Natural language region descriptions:
==*==

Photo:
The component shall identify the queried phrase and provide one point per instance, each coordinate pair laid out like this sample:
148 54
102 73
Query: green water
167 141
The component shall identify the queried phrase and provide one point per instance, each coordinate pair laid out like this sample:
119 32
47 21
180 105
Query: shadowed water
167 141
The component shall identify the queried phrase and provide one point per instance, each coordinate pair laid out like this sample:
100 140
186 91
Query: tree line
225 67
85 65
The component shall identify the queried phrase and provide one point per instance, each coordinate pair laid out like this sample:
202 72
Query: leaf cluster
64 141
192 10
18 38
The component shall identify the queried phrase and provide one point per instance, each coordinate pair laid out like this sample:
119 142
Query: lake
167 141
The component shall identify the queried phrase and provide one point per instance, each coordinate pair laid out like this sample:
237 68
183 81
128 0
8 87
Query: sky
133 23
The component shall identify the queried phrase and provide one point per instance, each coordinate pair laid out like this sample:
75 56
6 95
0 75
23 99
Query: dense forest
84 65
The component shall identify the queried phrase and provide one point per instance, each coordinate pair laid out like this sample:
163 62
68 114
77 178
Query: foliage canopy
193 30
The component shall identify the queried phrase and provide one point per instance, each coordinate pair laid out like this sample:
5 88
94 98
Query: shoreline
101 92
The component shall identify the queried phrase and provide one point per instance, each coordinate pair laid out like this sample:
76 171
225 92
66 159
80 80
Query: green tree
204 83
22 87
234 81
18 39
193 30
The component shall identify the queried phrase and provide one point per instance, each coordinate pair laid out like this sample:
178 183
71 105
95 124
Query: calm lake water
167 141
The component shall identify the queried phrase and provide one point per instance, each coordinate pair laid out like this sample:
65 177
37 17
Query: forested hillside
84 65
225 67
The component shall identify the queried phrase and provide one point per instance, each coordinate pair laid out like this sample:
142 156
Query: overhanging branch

==*==

Work to be completed =
Repeat back all entries verbatim.

Solved problem =
Photo:
The component shall identify the queried phrase and provide one point per instance, each coordinate pair laid out like this sample:
148 54
102 73
Query: green water
167 141
The component shall identify the queried phrase and provide one point per instance, each coordinate pair laid out like this sample:
119 32
47 21
180 105
Query: shadowed water
167 141
The component shall identify the queried phrase and provide one point per instance, each coordinate pair laid out like this sample:
100 140
186 91
Query: tree line
225 67
85 65
The component shall identify the queried phrase and provide one point per instance, each coordinate pair laid out like this sample:
202 72
Query: leaf cluster
64 141
192 10
18 38
The component shall identify the queried phrase and provide one point per instance, each coordinate pair laid out like this sample:
119 142
Query: lake
167 141
The component shall identify the queried phrase and provide one point per instance, each coordinate pair laid out like this sample:
237 68
183 81
128 0
8 87
Query: sky
133 23
The component shall identify the queried phrase and provide one point per instance, each coordinate pair laid out like this sample:
75 56
6 95
0 75
23 99
Query: dense forest
84 65
The component shall identify the queried phrase and provide one point per instance, each coordinate pair laid out like this sample:
163 62
68 114
77 178
Query: foliage canopy
193 30
The component shall identify the queried phrase and provide one point per instance, each coordinate pair laid out like this sample:
5 88
94 98
Query: shoreline
101 92
The component shall identify the queried phrase and provide one point per instance, each coordinate pair laid out like this sample:
76 171
225 92
66 159
80 80
Query: green tree
204 83
22 87
234 81
18 39
193 30
The component shall identify the queried phrase and provide one point per instance, each coordinate pair laid out like this sample:
178 183
71 105
95 124
Query: calm lake water
167 141
The component shall identify the queried phrase and provide one point per instance, each coordinate pair laid out like this sample:
65 177
37 17
Query: forested hillside
84 65
225 67
The component shall identify the queried phrase and provide one point per instance, each coordinate pair laid out like this sample:
142 156
Query: overhanging branch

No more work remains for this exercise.